= Problem =
Please return the lines from the one containing "segment tree shadow on grass, all instances" up to and including the one containing "Return the outline of every instance of the tree shadow", copied exactly and with nothing else.

= Exercise material =
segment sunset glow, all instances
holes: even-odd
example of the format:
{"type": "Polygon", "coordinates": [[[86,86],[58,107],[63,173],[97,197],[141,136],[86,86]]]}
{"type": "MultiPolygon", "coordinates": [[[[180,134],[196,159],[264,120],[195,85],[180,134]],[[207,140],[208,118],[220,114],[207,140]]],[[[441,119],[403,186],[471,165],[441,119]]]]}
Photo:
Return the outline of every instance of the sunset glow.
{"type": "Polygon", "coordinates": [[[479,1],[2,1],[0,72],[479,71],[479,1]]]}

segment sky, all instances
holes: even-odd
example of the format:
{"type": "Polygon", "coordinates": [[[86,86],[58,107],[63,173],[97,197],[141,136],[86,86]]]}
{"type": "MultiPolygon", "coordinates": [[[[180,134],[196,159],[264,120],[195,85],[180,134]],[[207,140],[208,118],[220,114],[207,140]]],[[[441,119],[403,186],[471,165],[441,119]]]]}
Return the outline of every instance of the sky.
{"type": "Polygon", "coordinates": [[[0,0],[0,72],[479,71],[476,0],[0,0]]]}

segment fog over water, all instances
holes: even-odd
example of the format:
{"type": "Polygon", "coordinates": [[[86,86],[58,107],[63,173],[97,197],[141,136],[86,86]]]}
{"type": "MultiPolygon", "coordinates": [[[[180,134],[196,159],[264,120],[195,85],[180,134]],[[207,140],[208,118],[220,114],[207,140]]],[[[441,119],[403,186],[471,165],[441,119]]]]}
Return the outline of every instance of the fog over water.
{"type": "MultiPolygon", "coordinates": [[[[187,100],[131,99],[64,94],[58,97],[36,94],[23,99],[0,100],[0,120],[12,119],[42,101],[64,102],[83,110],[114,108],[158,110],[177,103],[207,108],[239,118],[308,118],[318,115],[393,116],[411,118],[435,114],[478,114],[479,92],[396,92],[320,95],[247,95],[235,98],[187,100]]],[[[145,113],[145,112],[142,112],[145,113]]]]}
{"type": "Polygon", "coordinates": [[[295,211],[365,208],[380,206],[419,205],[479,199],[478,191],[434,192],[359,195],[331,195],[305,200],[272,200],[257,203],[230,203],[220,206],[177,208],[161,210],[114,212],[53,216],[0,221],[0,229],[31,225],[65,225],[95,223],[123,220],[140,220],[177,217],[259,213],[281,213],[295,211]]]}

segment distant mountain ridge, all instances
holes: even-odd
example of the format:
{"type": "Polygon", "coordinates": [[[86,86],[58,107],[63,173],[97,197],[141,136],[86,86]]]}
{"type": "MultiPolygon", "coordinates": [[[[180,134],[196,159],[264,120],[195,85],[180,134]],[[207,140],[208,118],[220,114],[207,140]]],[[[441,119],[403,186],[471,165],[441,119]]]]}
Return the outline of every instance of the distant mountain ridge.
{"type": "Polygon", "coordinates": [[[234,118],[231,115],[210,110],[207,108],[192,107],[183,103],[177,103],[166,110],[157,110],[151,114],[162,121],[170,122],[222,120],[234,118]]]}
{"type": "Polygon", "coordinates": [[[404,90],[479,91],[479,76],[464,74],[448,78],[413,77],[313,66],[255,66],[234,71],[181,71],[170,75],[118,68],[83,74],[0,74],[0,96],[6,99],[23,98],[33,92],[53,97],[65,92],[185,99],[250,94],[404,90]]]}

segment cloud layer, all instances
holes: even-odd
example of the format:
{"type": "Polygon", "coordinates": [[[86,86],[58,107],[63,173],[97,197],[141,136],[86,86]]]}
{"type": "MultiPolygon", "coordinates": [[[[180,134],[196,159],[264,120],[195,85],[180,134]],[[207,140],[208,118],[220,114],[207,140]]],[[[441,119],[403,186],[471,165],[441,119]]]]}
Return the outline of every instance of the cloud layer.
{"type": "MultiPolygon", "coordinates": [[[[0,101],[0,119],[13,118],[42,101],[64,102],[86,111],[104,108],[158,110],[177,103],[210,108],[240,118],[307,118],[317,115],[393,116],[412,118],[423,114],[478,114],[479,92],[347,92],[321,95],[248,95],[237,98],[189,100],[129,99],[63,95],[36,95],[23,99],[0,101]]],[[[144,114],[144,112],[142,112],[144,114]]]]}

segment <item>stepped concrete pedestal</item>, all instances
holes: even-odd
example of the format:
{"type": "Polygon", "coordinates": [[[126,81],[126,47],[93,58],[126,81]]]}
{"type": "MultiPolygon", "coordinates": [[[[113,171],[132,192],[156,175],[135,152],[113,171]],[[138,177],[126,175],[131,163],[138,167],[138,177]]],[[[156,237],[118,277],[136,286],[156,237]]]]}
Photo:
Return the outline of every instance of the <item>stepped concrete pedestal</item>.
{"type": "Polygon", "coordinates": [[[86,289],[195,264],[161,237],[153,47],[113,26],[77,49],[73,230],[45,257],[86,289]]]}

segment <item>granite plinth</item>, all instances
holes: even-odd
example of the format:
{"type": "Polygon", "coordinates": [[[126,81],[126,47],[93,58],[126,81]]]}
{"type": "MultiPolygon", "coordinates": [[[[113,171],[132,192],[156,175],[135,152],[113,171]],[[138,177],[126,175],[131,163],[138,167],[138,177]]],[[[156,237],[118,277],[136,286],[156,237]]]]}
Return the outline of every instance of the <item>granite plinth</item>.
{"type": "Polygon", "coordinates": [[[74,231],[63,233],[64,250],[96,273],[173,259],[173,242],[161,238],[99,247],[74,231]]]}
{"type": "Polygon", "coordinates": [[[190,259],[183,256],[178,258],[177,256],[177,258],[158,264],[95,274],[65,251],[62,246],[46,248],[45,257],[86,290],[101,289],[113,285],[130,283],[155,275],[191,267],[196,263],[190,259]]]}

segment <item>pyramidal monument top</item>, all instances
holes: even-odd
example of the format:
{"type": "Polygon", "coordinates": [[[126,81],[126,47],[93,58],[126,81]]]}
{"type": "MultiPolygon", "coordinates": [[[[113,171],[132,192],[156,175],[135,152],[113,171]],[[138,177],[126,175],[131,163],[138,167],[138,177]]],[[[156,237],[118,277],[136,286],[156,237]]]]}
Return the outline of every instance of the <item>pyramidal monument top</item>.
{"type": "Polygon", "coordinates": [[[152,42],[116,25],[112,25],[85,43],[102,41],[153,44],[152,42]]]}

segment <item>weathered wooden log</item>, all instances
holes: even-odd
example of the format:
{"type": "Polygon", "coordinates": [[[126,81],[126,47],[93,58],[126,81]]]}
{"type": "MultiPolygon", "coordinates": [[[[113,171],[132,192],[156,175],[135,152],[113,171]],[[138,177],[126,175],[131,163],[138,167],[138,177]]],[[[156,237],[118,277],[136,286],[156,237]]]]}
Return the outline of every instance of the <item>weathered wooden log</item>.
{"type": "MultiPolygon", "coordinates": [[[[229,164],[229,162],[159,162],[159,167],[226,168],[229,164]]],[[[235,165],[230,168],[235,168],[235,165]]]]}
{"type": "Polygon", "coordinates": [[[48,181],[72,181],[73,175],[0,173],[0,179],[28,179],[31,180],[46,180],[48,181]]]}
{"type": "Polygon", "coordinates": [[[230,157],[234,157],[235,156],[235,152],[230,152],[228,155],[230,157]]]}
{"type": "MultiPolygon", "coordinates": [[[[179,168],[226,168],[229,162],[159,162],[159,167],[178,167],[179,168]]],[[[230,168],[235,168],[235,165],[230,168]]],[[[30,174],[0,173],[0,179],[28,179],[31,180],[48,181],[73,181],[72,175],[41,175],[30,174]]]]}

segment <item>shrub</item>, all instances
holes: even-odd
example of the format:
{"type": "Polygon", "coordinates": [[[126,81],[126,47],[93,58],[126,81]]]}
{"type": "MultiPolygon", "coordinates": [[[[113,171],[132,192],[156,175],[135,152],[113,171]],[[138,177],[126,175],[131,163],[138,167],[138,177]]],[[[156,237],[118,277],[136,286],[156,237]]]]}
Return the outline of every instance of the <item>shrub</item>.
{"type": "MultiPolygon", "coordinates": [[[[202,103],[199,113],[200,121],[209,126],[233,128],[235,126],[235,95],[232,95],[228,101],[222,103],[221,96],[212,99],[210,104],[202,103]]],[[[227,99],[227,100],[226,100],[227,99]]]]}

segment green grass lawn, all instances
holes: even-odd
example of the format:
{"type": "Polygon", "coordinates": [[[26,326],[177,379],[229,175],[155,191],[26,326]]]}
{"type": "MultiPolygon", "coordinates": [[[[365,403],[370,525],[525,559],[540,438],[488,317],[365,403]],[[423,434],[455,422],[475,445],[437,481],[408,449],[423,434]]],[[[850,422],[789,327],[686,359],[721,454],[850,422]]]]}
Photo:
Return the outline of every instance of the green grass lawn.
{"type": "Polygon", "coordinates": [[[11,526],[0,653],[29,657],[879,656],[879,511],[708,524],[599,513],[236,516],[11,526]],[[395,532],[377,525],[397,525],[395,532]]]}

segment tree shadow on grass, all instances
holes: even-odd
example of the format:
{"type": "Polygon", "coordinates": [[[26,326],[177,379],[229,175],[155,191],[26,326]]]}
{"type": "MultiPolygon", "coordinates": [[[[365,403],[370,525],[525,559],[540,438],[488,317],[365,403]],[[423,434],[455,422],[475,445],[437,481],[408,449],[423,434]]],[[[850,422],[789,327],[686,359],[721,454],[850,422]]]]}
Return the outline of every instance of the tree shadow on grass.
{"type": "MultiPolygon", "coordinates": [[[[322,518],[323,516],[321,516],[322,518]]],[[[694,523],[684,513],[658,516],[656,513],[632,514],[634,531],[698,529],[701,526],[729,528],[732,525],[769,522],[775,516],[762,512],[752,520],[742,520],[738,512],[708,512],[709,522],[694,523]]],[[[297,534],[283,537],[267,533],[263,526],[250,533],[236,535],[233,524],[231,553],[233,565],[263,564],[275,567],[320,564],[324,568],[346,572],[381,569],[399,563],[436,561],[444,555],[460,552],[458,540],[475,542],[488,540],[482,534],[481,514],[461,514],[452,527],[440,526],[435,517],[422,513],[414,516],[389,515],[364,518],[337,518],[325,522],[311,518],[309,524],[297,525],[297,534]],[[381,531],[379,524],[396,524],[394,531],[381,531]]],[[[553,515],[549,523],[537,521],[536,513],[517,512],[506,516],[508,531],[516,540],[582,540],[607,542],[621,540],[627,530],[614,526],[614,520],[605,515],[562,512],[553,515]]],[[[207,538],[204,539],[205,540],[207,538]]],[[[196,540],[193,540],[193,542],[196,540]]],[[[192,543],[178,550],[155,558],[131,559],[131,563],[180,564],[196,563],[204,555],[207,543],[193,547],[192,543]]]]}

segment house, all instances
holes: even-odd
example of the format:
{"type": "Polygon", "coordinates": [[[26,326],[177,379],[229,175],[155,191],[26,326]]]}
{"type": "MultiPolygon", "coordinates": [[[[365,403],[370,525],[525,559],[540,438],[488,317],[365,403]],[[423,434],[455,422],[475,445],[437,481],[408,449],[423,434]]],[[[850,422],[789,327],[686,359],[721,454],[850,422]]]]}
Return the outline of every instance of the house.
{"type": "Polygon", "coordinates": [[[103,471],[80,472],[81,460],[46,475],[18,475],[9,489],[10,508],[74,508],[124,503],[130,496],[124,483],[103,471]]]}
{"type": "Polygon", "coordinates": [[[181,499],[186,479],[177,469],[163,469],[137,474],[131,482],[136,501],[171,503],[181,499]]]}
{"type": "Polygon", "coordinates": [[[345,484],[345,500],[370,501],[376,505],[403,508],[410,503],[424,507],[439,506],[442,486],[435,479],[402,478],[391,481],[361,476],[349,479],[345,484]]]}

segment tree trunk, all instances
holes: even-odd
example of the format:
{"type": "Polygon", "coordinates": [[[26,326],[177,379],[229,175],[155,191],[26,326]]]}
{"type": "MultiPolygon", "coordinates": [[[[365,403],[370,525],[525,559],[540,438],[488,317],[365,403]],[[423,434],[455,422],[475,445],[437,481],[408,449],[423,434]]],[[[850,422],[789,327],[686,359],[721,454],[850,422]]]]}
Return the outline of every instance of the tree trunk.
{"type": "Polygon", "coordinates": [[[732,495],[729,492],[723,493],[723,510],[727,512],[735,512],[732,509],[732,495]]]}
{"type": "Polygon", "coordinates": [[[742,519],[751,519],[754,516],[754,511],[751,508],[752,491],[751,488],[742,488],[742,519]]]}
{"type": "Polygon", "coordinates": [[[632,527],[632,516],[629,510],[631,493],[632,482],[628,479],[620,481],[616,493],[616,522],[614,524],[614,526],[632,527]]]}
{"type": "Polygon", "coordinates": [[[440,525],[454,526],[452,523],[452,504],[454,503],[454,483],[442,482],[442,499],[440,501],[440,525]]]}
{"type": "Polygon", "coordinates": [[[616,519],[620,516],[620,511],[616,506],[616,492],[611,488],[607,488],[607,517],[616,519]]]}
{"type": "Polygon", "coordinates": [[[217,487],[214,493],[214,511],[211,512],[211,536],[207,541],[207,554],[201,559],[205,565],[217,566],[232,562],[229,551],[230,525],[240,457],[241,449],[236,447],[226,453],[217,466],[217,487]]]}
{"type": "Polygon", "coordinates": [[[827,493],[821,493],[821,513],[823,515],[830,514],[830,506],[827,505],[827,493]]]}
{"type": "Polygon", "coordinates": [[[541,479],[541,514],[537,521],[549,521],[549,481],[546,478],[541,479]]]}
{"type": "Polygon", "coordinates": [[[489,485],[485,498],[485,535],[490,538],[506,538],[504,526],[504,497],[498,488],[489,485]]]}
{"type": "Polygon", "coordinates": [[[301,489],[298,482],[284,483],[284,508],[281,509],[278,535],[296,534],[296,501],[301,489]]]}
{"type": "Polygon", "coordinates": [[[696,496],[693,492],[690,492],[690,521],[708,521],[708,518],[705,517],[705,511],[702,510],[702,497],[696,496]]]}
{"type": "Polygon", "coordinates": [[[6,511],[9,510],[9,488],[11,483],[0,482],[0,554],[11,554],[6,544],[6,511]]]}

= Answer to this problem =
segment tree shadow on grass, all instances
holes: even-odd
example of the format:
{"type": "Polygon", "coordinates": [[[26,326],[177,379],[229,175],[155,191],[26,326]]]}
{"type": "MultiPolygon", "coordinates": [[[[365,403],[370,525],[525,559],[540,438],[488,317],[365,403]],[[423,434],[455,422],[475,445],[437,481],[408,449],[423,434]]],[[[850,422],[789,327],[686,359],[721,454],[850,422]]]]}
Return the outline of every instance of the tree shadow on grass.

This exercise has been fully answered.